To be done — Copy the data from the line that has "mesh in this photo." through the end, substituting "central" for "innermost" and leaving everything else unchanged. Return only those lines, without the pictures.
━━━ Entries shown
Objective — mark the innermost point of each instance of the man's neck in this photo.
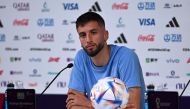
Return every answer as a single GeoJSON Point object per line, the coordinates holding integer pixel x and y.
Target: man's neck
{"type": "Point", "coordinates": [102, 57]}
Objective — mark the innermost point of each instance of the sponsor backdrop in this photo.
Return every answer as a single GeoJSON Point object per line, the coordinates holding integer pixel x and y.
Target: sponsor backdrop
{"type": "Point", "coordinates": [38, 39]}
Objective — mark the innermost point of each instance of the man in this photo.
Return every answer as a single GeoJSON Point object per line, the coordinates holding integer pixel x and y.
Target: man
{"type": "Point", "coordinates": [97, 60]}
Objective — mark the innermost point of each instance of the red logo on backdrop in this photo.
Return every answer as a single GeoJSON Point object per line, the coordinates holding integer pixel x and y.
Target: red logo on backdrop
{"type": "Point", "coordinates": [149, 38]}
{"type": "Point", "coordinates": [51, 59]}
{"type": "Point", "coordinates": [122, 6]}
{"type": "Point", "coordinates": [23, 22]}
{"type": "Point", "coordinates": [188, 61]}
{"type": "Point", "coordinates": [1, 72]}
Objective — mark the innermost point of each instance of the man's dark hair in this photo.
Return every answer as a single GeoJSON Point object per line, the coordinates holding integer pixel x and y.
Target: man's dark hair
{"type": "Point", "coordinates": [89, 16]}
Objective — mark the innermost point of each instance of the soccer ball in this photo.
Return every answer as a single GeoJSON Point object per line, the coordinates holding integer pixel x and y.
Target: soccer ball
{"type": "Point", "coordinates": [109, 93]}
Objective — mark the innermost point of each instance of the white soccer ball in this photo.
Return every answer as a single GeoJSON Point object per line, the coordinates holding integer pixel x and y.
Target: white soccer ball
{"type": "Point", "coordinates": [109, 93]}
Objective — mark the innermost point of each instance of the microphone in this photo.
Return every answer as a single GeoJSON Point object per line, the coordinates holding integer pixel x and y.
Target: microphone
{"type": "Point", "coordinates": [68, 66]}
{"type": "Point", "coordinates": [185, 88]}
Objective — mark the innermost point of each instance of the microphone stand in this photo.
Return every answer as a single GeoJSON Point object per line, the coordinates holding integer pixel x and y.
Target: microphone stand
{"type": "Point", "coordinates": [68, 66]}
{"type": "Point", "coordinates": [185, 88]}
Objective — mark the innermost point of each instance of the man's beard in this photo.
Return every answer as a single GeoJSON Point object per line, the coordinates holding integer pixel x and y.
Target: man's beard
{"type": "Point", "coordinates": [92, 53]}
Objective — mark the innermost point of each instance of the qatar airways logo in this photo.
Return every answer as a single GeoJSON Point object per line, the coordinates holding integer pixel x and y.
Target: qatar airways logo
{"type": "Point", "coordinates": [121, 6]}
{"type": "Point", "coordinates": [21, 6]}
{"type": "Point", "coordinates": [146, 38]}
{"type": "Point", "coordinates": [23, 22]}
{"type": "Point", "coordinates": [46, 37]}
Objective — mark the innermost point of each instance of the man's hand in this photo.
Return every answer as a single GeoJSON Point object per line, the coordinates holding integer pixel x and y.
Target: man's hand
{"type": "Point", "coordinates": [134, 98]}
{"type": "Point", "coordinates": [77, 99]}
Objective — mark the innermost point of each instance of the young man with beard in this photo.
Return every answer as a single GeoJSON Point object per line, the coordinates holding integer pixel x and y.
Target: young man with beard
{"type": "Point", "coordinates": [97, 60]}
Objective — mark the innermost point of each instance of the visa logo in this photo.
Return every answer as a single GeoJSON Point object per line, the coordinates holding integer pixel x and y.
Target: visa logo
{"type": "Point", "coordinates": [147, 22]}
{"type": "Point", "coordinates": [70, 6]}
{"type": "Point", "coordinates": [172, 60]}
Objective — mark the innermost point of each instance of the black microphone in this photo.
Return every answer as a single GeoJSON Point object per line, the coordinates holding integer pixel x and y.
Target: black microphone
{"type": "Point", "coordinates": [68, 66]}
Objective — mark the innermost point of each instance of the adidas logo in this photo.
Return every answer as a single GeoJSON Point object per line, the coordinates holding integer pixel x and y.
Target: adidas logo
{"type": "Point", "coordinates": [173, 23]}
{"type": "Point", "coordinates": [1, 25]}
{"type": "Point", "coordinates": [95, 7]}
{"type": "Point", "coordinates": [121, 39]}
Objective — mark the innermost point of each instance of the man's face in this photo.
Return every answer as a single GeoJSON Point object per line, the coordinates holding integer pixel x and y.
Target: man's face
{"type": "Point", "coordinates": [92, 37]}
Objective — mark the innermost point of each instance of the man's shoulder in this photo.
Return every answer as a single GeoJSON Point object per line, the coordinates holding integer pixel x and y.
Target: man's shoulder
{"type": "Point", "coordinates": [121, 49]}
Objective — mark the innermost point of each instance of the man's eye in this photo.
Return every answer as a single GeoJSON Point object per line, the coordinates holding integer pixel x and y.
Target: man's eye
{"type": "Point", "coordinates": [93, 32]}
{"type": "Point", "coordinates": [82, 35]}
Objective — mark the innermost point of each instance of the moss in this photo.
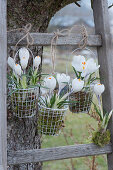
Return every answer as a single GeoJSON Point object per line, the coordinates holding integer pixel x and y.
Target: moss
{"type": "Point", "coordinates": [101, 137]}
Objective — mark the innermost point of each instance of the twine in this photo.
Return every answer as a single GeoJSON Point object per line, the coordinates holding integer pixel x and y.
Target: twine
{"type": "Point", "coordinates": [66, 32]}
{"type": "Point", "coordinates": [27, 35]}
{"type": "Point", "coordinates": [62, 33]}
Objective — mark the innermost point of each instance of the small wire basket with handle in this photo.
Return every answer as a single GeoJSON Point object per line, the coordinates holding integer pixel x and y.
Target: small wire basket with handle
{"type": "Point", "coordinates": [50, 121]}
{"type": "Point", "coordinates": [83, 100]}
{"type": "Point", "coordinates": [23, 101]}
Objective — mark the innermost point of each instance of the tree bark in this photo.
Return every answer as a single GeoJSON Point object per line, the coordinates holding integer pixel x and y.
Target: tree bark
{"type": "Point", "coordinates": [22, 133]}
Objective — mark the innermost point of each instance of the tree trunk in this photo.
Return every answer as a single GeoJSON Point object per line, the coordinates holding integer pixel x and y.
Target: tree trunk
{"type": "Point", "coordinates": [22, 133]}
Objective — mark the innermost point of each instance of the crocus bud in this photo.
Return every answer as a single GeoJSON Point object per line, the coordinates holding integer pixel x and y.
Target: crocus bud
{"type": "Point", "coordinates": [11, 62]}
{"type": "Point", "coordinates": [17, 69]}
{"type": "Point", "coordinates": [99, 89]}
{"type": "Point", "coordinates": [37, 61]}
{"type": "Point", "coordinates": [50, 82]}
{"type": "Point", "coordinates": [23, 52]}
{"type": "Point", "coordinates": [63, 80]}
{"type": "Point", "coordinates": [79, 63]}
{"type": "Point", "coordinates": [24, 63]}
{"type": "Point", "coordinates": [77, 85]}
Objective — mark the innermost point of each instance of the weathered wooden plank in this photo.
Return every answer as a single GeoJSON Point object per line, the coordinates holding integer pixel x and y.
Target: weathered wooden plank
{"type": "Point", "coordinates": [3, 68]}
{"type": "Point", "coordinates": [62, 152]}
{"type": "Point", "coordinates": [44, 39]}
{"type": "Point", "coordinates": [105, 54]}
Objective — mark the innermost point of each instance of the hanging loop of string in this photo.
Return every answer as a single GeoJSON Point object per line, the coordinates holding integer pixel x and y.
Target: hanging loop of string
{"type": "Point", "coordinates": [54, 40]}
{"type": "Point", "coordinates": [27, 35]}
{"type": "Point", "coordinates": [63, 33]}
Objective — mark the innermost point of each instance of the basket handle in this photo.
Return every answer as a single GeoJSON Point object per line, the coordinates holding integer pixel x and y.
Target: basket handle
{"type": "Point", "coordinates": [84, 49]}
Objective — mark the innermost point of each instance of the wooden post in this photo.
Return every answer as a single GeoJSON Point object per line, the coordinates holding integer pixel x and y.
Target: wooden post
{"type": "Point", "coordinates": [3, 68]}
{"type": "Point", "coordinates": [105, 54]}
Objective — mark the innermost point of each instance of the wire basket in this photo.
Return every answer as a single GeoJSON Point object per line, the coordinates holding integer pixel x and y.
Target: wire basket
{"type": "Point", "coordinates": [24, 102]}
{"type": "Point", "coordinates": [50, 121]}
{"type": "Point", "coordinates": [83, 101]}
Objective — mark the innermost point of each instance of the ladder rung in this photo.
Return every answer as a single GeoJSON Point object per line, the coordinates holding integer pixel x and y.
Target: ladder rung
{"type": "Point", "coordinates": [57, 153]}
{"type": "Point", "coordinates": [44, 39]}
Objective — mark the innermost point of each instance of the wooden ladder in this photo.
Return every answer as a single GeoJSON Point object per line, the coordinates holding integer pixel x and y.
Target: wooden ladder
{"type": "Point", "coordinates": [102, 40]}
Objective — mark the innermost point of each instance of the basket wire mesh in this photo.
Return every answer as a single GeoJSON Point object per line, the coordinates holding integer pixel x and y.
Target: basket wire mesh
{"type": "Point", "coordinates": [24, 102]}
{"type": "Point", "coordinates": [50, 121]}
{"type": "Point", "coordinates": [83, 101]}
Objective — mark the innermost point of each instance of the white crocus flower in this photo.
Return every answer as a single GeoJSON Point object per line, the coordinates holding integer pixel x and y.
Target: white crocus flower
{"type": "Point", "coordinates": [24, 62]}
{"type": "Point", "coordinates": [17, 69]}
{"type": "Point", "coordinates": [11, 62]}
{"type": "Point", "coordinates": [79, 63]}
{"type": "Point", "coordinates": [99, 89]}
{"type": "Point", "coordinates": [91, 66]}
{"type": "Point", "coordinates": [37, 61]}
{"type": "Point", "coordinates": [63, 80]}
{"type": "Point", "coordinates": [77, 85]}
{"type": "Point", "coordinates": [23, 52]}
{"type": "Point", "coordinates": [50, 82]}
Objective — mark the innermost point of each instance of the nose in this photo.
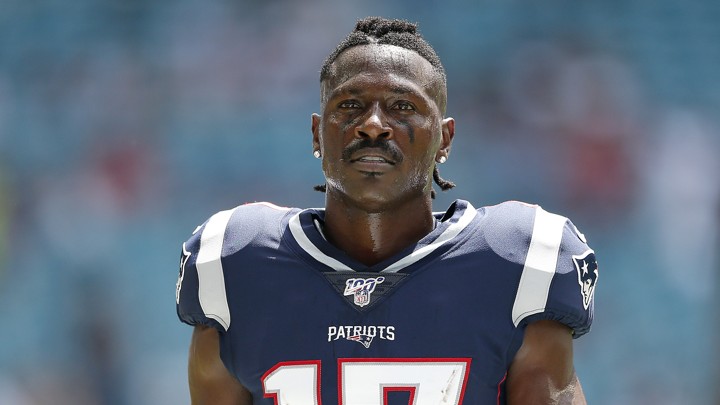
━━━━━━
Exercise result —
Objective — mark the central point of each instance of the basket wire mesh in this photo.
Return every answer as a single GeoJSON Point object per line, the coordinates holding integer pixel x and y.
Target: basket wire mesh
{"type": "Point", "coordinates": [24, 102]}
{"type": "Point", "coordinates": [50, 121]}
{"type": "Point", "coordinates": [83, 101]}
Objective — mark the central point of each instance of the white crocus flower in this photo.
Return every answer as a single GeoJSON Point object per line, the coordinates holding integer pixel x and y.
Target: white crocus flower
{"type": "Point", "coordinates": [24, 62]}
{"type": "Point", "coordinates": [17, 69]}
{"type": "Point", "coordinates": [11, 62]}
{"type": "Point", "coordinates": [79, 63]}
{"type": "Point", "coordinates": [99, 89]}
{"type": "Point", "coordinates": [91, 66]}
{"type": "Point", "coordinates": [37, 61]}
{"type": "Point", "coordinates": [63, 80]}
{"type": "Point", "coordinates": [77, 85]}
{"type": "Point", "coordinates": [23, 52]}
{"type": "Point", "coordinates": [50, 82]}
Objective — mark the central point of each instance of the nose in this photo.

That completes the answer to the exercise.